The problem – Print the material below again, word for word, with every line kept unchanged and in its original order.
--- start ---
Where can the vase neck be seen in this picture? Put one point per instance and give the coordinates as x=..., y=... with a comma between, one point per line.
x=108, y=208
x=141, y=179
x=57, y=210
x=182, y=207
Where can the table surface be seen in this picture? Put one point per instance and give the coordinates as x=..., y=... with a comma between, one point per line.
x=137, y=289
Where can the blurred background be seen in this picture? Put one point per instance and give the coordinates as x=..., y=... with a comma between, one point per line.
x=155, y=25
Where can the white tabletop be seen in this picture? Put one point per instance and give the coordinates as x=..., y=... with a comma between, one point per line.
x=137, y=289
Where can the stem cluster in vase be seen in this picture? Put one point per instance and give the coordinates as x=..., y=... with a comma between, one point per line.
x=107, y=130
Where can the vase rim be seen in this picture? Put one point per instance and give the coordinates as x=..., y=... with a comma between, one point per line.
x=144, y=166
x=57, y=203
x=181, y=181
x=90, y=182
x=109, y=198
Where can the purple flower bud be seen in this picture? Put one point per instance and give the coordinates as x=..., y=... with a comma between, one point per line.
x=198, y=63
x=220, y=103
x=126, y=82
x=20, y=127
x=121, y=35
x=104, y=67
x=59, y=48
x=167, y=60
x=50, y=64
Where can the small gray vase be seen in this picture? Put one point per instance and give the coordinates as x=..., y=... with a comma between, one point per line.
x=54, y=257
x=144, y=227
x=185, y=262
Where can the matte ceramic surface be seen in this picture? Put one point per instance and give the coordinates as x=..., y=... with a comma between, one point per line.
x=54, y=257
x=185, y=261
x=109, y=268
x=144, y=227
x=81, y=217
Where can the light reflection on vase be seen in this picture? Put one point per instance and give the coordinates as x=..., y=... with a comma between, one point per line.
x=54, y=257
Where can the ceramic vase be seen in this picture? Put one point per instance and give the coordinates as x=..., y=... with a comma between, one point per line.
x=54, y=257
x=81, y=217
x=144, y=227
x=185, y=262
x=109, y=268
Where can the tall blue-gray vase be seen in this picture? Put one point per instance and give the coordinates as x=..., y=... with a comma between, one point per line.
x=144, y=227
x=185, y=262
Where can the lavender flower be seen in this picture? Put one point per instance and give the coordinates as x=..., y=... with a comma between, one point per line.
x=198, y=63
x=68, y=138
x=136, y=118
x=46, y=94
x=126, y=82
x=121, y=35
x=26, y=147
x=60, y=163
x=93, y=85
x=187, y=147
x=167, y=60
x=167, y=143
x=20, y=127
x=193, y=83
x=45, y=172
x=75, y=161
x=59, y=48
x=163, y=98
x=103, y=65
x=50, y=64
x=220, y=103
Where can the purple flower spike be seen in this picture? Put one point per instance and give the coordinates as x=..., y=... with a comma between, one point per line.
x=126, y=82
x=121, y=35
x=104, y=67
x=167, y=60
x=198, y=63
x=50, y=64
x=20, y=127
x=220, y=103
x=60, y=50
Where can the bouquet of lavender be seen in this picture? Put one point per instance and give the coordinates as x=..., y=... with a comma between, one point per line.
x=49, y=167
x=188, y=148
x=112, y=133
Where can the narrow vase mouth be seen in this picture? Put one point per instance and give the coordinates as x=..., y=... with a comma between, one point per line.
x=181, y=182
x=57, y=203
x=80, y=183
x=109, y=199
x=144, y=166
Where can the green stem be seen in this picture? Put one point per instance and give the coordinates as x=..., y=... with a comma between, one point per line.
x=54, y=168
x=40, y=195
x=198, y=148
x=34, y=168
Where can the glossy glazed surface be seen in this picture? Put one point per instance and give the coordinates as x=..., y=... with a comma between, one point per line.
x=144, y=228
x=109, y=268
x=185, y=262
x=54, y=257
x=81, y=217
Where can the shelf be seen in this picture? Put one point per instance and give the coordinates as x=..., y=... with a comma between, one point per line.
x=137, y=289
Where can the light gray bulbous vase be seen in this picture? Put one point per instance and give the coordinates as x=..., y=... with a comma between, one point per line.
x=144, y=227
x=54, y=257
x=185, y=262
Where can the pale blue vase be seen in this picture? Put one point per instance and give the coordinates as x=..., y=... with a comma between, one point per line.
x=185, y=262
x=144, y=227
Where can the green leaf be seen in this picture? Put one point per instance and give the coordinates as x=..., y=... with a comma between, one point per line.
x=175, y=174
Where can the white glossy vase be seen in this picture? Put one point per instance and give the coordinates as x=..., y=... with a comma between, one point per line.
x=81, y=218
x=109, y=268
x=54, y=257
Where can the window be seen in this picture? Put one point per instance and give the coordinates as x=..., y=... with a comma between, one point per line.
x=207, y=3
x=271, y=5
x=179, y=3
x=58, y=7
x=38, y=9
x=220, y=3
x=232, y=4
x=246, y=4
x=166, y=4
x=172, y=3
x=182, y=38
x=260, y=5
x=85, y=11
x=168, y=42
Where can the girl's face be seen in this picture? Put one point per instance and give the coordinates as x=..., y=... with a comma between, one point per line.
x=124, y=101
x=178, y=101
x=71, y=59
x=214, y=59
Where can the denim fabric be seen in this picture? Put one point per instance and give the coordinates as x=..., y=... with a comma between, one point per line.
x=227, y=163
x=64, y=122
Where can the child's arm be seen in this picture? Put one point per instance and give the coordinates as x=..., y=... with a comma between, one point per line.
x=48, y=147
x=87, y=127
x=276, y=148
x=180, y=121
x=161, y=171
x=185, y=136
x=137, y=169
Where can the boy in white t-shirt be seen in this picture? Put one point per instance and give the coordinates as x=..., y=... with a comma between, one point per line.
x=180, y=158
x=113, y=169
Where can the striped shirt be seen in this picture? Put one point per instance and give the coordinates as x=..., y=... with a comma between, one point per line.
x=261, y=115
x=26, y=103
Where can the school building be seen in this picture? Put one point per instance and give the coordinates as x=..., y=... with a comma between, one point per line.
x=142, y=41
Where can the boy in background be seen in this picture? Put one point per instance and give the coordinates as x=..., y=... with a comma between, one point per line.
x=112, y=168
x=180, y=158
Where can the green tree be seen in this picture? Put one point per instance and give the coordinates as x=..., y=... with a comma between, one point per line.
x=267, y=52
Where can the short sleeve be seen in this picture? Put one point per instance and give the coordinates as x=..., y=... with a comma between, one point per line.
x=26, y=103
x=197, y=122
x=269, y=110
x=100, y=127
--- end ---
Output of the exercise –
Where can the vase neck be seen in this picture? Put one point per instance and give the coordinates as x=..., y=... with a comma between, one point per line.
x=108, y=208
x=141, y=179
x=57, y=210
x=182, y=207
Where can the table surface be seen in this picture? Put one point per instance and give the coordinates as x=..., y=... with a comma between, one point per line.
x=137, y=289
Where can the blurred background be seen in this picture? Put one point per instance and give the coordinates as x=..., y=... with a comma between, one point per line.
x=155, y=25
Where can the white tabletop be seen in this picture? Put one point per instance and give the coordinates as x=..., y=... with a comma between, one point per line.
x=137, y=289
Where can the stem cluster in vase be seen in this picture? Put one point per instance and give the coordinates as x=..., y=... with a comma between, one point per line.
x=107, y=130
Where can the vase rim be seen in this picture? Put one point per instance and give the coordinates as x=..., y=... with a comma between, one point per line.
x=144, y=166
x=57, y=203
x=181, y=181
x=90, y=182
x=109, y=198
Where can the purple flower bud be seen in this picture? Put one point per instance and give the coordinates as x=..., y=... with a comma between, one point per line.
x=198, y=63
x=220, y=103
x=126, y=82
x=20, y=127
x=121, y=35
x=104, y=67
x=59, y=48
x=167, y=60
x=50, y=64
Where can the small gray vase be seen in this picture? Put one point per instance and give the coordinates as x=..., y=... with a comma between, one point per line.
x=54, y=257
x=144, y=227
x=185, y=262
Where can the matte ceramic surface be seen in this picture? Put one point per instance and give the coordinates as x=..., y=... with a comma between, one point per line.
x=54, y=257
x=185, y=261
x=109, y=268
x=144, y=227
x=81, y=217
Where can the light reflection on vase be seen in this picture? Put one point per instance and give the coordinates as x=..., y=... with a comma between, one point per line.
x=54, y=257
Where can the ceramic vase be seen in this picture? Put one point per instance and give the coordinates as x=..., y=... with a comma between, one point per line.
x=54, y=257
x=81, y=217
x=144, y=227
x=185, y=262
x=109, y=268
Where can the tall blue-gray vase be seen in this picture? Put one point per instance and give the coordinates as x=..., y=... with a comma between, one point per line.
x=144, y=227
x=185, y=262
Where can the lavender flower be seen in this picture? Put one point per instance and give the coordinates as x=..., y=... with a comma between, one point per line.
x=198, y=63
x=68, y=138
x=136, y=118
x=46, y=94
x=126, y=82
x=121, y=35
x=26, y=147
x=60, y=163
x=93, y=85
x=187, y=147
x=167, y=60
x=167, y=143
x=20, y=127
x=193, y=83
x=45, y=172
x=75, y=161
x=59, y=48
x=163, y=98
x=103, y=65
x=50, y=64
x=220, y=103
Where can the purple flower spike be seen in this picture? Put one point per instance and give the coordinates as x=..., y=... with a comma between, one point per line.
x=126, y=82
x=121, y=35
x=104, y=67
x=167, y=60
x=198, y=63
x=50, y=64
x=20, y=127
x=220, y=103
x=60, y=50
Where can the bouquet of lavender be seen in this picture? Put one point per instance and give the coordinates as x=..., y=... with a comma between, one point per line.
x=49, y=167
x=188, y=148
x=112, y=133
Where can the narrow vase mouth be seen in this picture? Put one point per instance and give the coordinates as x=..., y=... with a comma between, one point per line.
x=181, y=182
x=57, y=203
x=80, y=183
x=109, y=199
x=144, y=166
Where can the green stem be seen in this picture? Put one point per instance and give the coordinates as x=..., y=... with a comma between, one point per line.
x=54, y=168
x=40, y=195
x=198, y=148
x=34, y=168
Where can the glossy glazed surface be seen in this picture? Put one point per instance and give the coordinates as x=..., y=... with a comma between, one point per line.
x=144, y=228
x=109, y=268
x=185, y=262
x=54, y=257
x=81, y=217
Where can the shelf be seen in this picture? Put one point per instance and give the coordinates as x=..., y=... with a comma between, one point per line.
x=137, y=289
Where can the light gray bulbous vase be seen in this picture? Put one point per instance and give the coordinates as x=..., y=... with a comma between, one point per line.
x=144, y=227
x=54, y=257
x=185, y=262
Where can the pale blue vase be seen in this picture? Put one point per instance and give the coordinates as x=..., y=... with a comma between, one point per line.
x=185, y=262
x=144, y=227
Where can the green leaf be seen in this picture? Put one point per instance and give the coordinates as x=..., y=... with a comma between, one point per line.
x=175, y=174
Where can the white glossy vase be seen in this picture? Put one point per instance and give the coordinates as x=..., y=... with a comma between, one point per line.
x=81, y=218
x=109, y=268
x=54, y=257
Where can the window be seen in this picture? Put one point per instance and give the coordinates as x=..., y=... with a comma between, one point per line.
x=207, y=3
x=271, y=5
x=179, y=3
x=58, y=7
x=38, y=9
x=220, y=3
x=232, y=4
x=246, y=4
x=166, y=4
x=172, y=3
x=182, y=38
x=260, y=5
x=85, y=11
x=168, y=42
Where can the girl's face be seen in this picture? Put one point per instance and give the coordinates as x=..., y=... with a comma between, one point per line.
x=124, y=101
x=178, y=101
x=71, y=59
x=214, y=59
Where can the denim fabric be seen in this picture? Put one point per instance and give the coordinates as x=..., y=... with a comma between, one point per line.
x=227, y=163
x=64, y=122
Where can the child's arm be seen in this picture? Put one point per instance and give the coordinates as x=..., y=... with a comma between, one point per line.
x=48, y=147
x=87, y=127
x=276, y=148
x=180, y=121
x=161, y=171
x=185, y=136
x=137, y=169
Where can the boy in white t-shirt be seen in this picture? Put one point per instance and give the coordinates as x=..., y=... with a comma between, one point per line.
x=180, y=158
x=113, y=169
Where can the striped shirt be seen in this picture? Put one point per instance and give the coordinates as x=..., y=... with a comma between, one point per line.
x=261, y=115
x=26, y=103
Where can the school building be seen in this picture? Put one point per instance and give the coordinates as x=..., y=... with a comma between, one point per line.
x=142, y=41
Where can the boy in background be seen in this picture? Put one point per instance and give the coordinates as x=..., y=... with a comma between, one point per line.
x=112, y=168
x=180, y=158
Where can the green tree be seen in this picture? Put one point per instance and give the coordinates as x=..., y=... with a comma between, one point per line.
x=267, y=52
Where can the short sleeve be seen in this picture? Put one point per instance and give the coordinates as x=..., y=... with a comma between, one point per line.
x=26, y=103
x=197, y=122
x=269, y=110
x=100, y=127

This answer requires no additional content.